### Source records

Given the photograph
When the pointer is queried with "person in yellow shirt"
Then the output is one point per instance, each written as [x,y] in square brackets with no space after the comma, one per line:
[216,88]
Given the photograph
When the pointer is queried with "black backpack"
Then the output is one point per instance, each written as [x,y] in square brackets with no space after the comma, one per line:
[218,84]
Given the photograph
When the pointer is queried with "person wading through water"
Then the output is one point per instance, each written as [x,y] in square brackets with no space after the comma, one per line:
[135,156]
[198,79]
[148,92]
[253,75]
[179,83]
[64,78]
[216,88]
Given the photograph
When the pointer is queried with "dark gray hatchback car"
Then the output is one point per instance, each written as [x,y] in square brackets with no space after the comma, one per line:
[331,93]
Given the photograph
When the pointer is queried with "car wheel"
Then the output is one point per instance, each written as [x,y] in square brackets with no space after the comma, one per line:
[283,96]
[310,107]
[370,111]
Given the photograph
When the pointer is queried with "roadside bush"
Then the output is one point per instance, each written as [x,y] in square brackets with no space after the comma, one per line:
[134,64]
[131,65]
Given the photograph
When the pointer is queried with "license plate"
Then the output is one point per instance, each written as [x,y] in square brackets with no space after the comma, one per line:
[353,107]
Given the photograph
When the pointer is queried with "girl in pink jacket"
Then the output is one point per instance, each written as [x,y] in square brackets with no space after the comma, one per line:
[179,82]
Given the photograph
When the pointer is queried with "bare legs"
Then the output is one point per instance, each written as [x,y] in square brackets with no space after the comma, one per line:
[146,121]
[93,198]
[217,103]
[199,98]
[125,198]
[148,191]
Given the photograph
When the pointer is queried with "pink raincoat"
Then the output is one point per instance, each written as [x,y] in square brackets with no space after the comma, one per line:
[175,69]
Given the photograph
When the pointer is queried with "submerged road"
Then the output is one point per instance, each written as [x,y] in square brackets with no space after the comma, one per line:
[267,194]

######

Exercise details:
Reproduce the data, keeping every line exactly the same.

Solution for this exercise:
Given the photograph
When the pointer is queried with "person in yellow shirt"
Then the output is one point per instance, each written as [x,y] in square brackets with no space after the comma, one per line:
[216,88]
Given the photograph
When the pointer is queried with "black backpack"
Then the output is one point per instance, each written as [x,y] in square brackets with no space after the comma, one per line:
[218,84]
Given the photograph
When the pointer is queried with "person wading through water"
Then the output is one point per instance, each written as [x,y] in square brackets with no space after the comma, one per line:
[135,156]
[198,79]
[148,92]
[253,75]
[179,83]
[64,78]
[216,88]
Given the photograph
When the pointer is queried with "dark gray hatchback car"
Then the output is one point per instance, each written as [x,y] in square brackets with no space after the comma, one per line:
[331,93]
Given the photograph
When the pointer is queried with "car wheel"
Then the output is one point per instance, each written as [x,y] in square brackets with no space after the comma, one per line:
[283,96]
[310,107]
[370,111]
Given the photograph
When the pointer is queried with "roadside bush"
Then the output is one point per instance, each written as [x,y] in square brackets with no space after the comma, one per line:
[134,64]
[131,65]
Given the photograph
When the pointer is queried with "license plate"
Then the output is one point per instance, each written as [x,y] in square brackets with no space after the comma, one per line:
[353,107]
Given the photograph
When the pointer is queried with "girl in pink jacket"
Then the output is one point per instance, each written as [x,y] in square brackets with no space after the comma, one per line:
[179,82]
Given the photograph
When the pointer is queried with "bare legs"
Then the output is one point per instance, each written as [x,y] in square brackets with no space after the comma, one per line:
[146,121]
[93,198]
[217,103]
[199,98]
[125,198]
[148,191]
Given the photograph
When the pointer is queried with "pink raincoat"
Then the output is one point per instance, each written as [x,y] in square brackets with no space after the comma, one per line:
[175,69]
Given the photograph
When the pointer is queried with "submerged road"
Then the output is one point per instance, each written as [x,y] in square brackets with no space after the comma, one per line:
[267,194]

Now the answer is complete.